- **Vos tâches**:
1. D'après l'extrait, quel seuil dépasse le rendement des obligations d'État britanniques à 30 ans ?
2. Recopiez le passage de l'extrait qui commence à « Kenneth Rogoff, professeur » et se termine à « risquerait d’alimenter l’inflation. ».

Panique aux États-Unis
Le problème est particulièrement aigu aux États-Unis. Le président Donald Trump exerce ouvertement des pressions sur la Réserve fédérale afin qu’elle baisse fortement ses taux. Une telle décision permettrait au gouvernement d’économiser des milliards sur les paiements d’intérêts de la dette publique.
Selon plusieurs experts, la situation américaine est extrême car l’ingérence politique dans la politique monétaire devient de plus en plus visible.
Mais d’autres grandes économies comme le Royaume-Uni, le Japon et l’Allemagne ressentent elles aussi les effets de la hausse des dettes et des taux. Il ne s’agit pas seulement de pressions politiques : les marchés exigent également des taux plus élevés sur les obligations d’État, ce qui accroît encore le coût du financement public.
Kenneth Rogoff, professeur d’économie à Harvard et ancien économiste en chef du FMI, parle d’une « nouvelle ère de domination budgétaire ». Selon lui, les gouvernements ont un intérêt politique évident à pousser les banques centrales vers des taux plus bas.
Aux États-Unis, l’écart entre les taux courts et longs est particulièrement marqué. Les taux courts sont largement fixés par la Fed, tandis que les taux longs dépendent davantage du marché. Or ces derniers restent élevés car les investisseurs craignent que la banque centrale maintienne artificiellement ses taux trop bas, ce qui risquerait d’alimenter l’inflation.
Pas seulement un problème américain
Au Royaume-Uni, les taux longs atteignent aussi des sommets historiques. Le rendement des obligations d’État à 30 ans dépasse 5,5 %, son plus haut niveau depuis plus de 25 ans – supérieur même à celui des États-Unis, pourtant dotés d’une économie plus solide.

- **Données fournies**:
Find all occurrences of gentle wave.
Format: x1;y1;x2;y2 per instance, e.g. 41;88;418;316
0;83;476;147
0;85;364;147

- **Les réponses**:
1. Il dépasse 5,5 %, son plus haut niveau depuis plus de 25 ans.

2.
Kenneth Rogoff, professeur d’économie à Harvard et ancien économiste en chef du FMI, parle d’une « nouvelle ère de domination budgétaire ». Selon lui, les gouvernements ont un intérêt politique évident à pousser les banques centrales vers des taux plus bas.
Aux États-Unis, l’écart entre les taux courts et longs est particulièrement marqué. Les taux courts sont largement fixés par la Fed, tandis que les taux longs dépendent davantage du marché. Or ces derniers restent élevés car les investisseurs craignent que la banque centrale maintienne artificiellement ses taux trop bas, ce qui risquerait d’alimenter l’inflation.